# Brief:
The complete listing should be transcribed precisely.

# Task inputs:
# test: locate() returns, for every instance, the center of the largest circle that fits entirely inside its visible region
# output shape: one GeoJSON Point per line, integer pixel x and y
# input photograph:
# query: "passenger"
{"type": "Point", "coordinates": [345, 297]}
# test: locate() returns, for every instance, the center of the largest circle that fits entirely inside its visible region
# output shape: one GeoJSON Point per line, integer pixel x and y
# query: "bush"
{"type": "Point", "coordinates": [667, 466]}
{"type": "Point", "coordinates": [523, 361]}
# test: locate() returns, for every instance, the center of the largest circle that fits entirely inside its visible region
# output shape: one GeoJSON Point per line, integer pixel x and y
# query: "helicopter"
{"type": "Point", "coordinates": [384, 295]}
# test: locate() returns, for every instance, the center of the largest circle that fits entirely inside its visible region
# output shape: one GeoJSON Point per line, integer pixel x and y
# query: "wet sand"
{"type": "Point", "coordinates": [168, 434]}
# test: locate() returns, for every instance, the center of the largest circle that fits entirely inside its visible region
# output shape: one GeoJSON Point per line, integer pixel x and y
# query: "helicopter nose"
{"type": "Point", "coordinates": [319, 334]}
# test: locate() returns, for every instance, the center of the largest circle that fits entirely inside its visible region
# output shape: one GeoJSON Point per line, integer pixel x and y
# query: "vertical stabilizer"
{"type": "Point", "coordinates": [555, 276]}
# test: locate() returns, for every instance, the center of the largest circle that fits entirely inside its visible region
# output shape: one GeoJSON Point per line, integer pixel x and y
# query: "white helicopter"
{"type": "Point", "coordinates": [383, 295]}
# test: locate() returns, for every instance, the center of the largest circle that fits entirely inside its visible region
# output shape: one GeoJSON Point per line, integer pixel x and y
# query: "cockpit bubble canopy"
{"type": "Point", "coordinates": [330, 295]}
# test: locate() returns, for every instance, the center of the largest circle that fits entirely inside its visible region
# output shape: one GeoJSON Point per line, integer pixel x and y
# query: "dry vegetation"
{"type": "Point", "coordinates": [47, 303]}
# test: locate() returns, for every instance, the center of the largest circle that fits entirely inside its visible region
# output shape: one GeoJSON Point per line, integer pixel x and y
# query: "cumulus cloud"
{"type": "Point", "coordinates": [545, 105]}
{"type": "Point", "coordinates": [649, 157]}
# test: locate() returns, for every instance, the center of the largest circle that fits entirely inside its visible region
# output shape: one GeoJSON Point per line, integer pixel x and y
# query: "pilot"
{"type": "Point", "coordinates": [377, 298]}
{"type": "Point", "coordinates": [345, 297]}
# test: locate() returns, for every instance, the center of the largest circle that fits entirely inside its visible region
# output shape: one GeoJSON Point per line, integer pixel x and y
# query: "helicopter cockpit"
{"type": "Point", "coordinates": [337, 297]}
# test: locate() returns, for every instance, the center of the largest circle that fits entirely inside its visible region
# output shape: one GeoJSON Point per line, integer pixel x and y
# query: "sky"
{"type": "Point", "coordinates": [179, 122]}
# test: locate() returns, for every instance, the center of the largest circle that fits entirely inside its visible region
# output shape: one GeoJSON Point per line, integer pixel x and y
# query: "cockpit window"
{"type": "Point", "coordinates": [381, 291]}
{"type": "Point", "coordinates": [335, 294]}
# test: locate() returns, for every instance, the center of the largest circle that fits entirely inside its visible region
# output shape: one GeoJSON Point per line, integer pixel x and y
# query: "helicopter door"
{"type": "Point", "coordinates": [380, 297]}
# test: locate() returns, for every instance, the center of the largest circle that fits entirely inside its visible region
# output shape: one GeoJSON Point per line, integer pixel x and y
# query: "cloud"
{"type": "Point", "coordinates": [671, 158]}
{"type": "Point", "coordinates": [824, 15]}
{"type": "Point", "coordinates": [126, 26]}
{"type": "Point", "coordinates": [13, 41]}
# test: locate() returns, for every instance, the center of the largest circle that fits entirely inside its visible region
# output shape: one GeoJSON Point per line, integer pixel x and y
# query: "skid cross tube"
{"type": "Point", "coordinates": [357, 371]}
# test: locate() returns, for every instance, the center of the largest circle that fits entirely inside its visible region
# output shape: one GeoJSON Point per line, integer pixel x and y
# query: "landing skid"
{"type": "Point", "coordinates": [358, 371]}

# Answer area:
# test: locate() returns, for every instance, the center of the largest circle that fits entirely inside its visible region
# output shape: one GeoJSON Point per line, integer pixel x and y
# input photograph:
# query: "passenger"
{"type": "Point", "coordinates": [345, 297]}
# test: locate() returns, for every instance, the center of the largest circle that fits entirely inside its visible region
# output shape: one GeoJSON Point per line, integer pixel x and y
# query: "bush"
{"type": "Point", "coordinates": [667, 466]}
{"type": "Point", "coordinates": [523, 361]}
# test: locate() returns, for every instance, the center of the largest circle that fits entirely inside its visible region
# output shape: one GeoJSON Point per line, integer pixel x and y
# query: "helicopter"
{"type": "Point", "coordinates": [384, 295]}
# test: locate() returns, for every instance, the center of the largest circle that fits entirely inside its visible region
# output shape: one GeoJSON Point per line, integer pixel x and y
# query: "wet sand"
{"type": "Point", "coordinates": [168, 434]}
# test: locate() returns, for every instance, the center of the largest circle that fits entirely inside its visible region
# output shape: one GeoJSON Point per line, integer pixel x and y
# query: "helicopter nose"
{"type": "Point", "coordinates": [319, 334]}
# test: locate() returns, for every instance, the center of the largest circle that fits entirely inside its visible region
# output shape: one GeoJSON Point per line, integer pixel x and y
# query: "vertical stabilizer"
{"type": "Point", "coordinates": [555, 276]}
# test: locate() returns, for every instance, the center of the largest circle that fits entirely inside its visible region
# output shape: one GeoJSON Point per line, integer pixel x and y
# query: "white helicopter"
{"type": "Point", "coordinates": [383, 295]}
# test: locate() returns, for every instance, the center of the largest circle that fits entirely inside its visible region
# output shape: one GeoJSON Point per line, integer pixel x and y
# query: "cockpit bubble canopy"
{"type": "Point", "coordinates": [330, 295]}
# test: locate() returns, for every instance, the center of the largest circle that fits entirely inside its visible region
# output shape: one GeoJSON Point per line, integer pixel x and y
# query: "dry vegetation"
{"type": "Point", "coordinates": [47, 303]}
# test: locate() returns, for every instance, the center of the largest circle that fits entirely inside its visible region
# output shape: one GeoJSON Point per line, integer pixel x and y
# query: "cumulus cloud"
{"type": "Point", "coordinates": [545, 105]}
{"type": "Point", "coordinates": [649, 157]}
# test: locate() returns, for every instance, the center of the largest circle that fits entirely inside its visible region
# output shape: one GeoJSON Point per line, integer pixel x and y
# query: "pilot"
{"type": "Point", "coordinates": [377, 298]}
{"type": "Point", "coordinates": [345, 297]}
# test: locate() returns, for every instance, the center of the largest circle that fits entirely inside its visible region
# output shape: one GeoJSON Point per line, integer pixel x and y
# query: "helicopter cockpit"
{"type": "Point", "coordinates": [337, 297]}
# test: locate() returns, for every instance, the center of the largest circle that fits entirely inside its visible region
# output shape: one GeoJSON Point per line, integer pixel x and y
# query: "sky"
{"type": "Point", "coordinates": [179, 122]}
# test: locate() returns, for every instance, the center of the largest circle that fits entirely inside its visible region
# output shape: one GeoJSON Point per line, integer pixel x and y
# query: "cockpit window"
{"type": "Point", "coordinates": [381, 291]}
{"type": "Point", "coordinates": [335, 294]}
# test: locate() returns, for every instance, the center of the largest circle that fits entirely inside its visible region
# output shape: one GeoJSON Point per line, integer pixel x and y
# query: "helicopter door"
{"type": "Point", "coordinates": [380, 297]}
# test: locate() returns, for every instance, the center of the largest circle that fits entirely inside its visible region
# output shape: one GeoJSON Point per line, integer pixel x and y
# query: "cloud"
{"type": "Point", "coordinates": [671, 158]}
{"type": "Point", "coordinates": [824, 15]}
{"type": "Point", "coordinates": [126, 26]}
{"type": "Point", "coordinates": [13, 41]}
# test: locate() returns, for every instance, the center of the largest circle that fits entirely inside its visible region
# output shape: one GeoJSON Point per line, integer pixel x and y
# query: "skid cross tube"
{"type": "Point", "coordinates": [357, 371]}
# test: locate() returns, for every instance, the center of the largest circle that fits entirely inside its visible region
# output shape: one GeoJSON Point per line, integer pixel x and y
# query: "landing skid"
{"type": "Point", "coordinates": [358, 371]}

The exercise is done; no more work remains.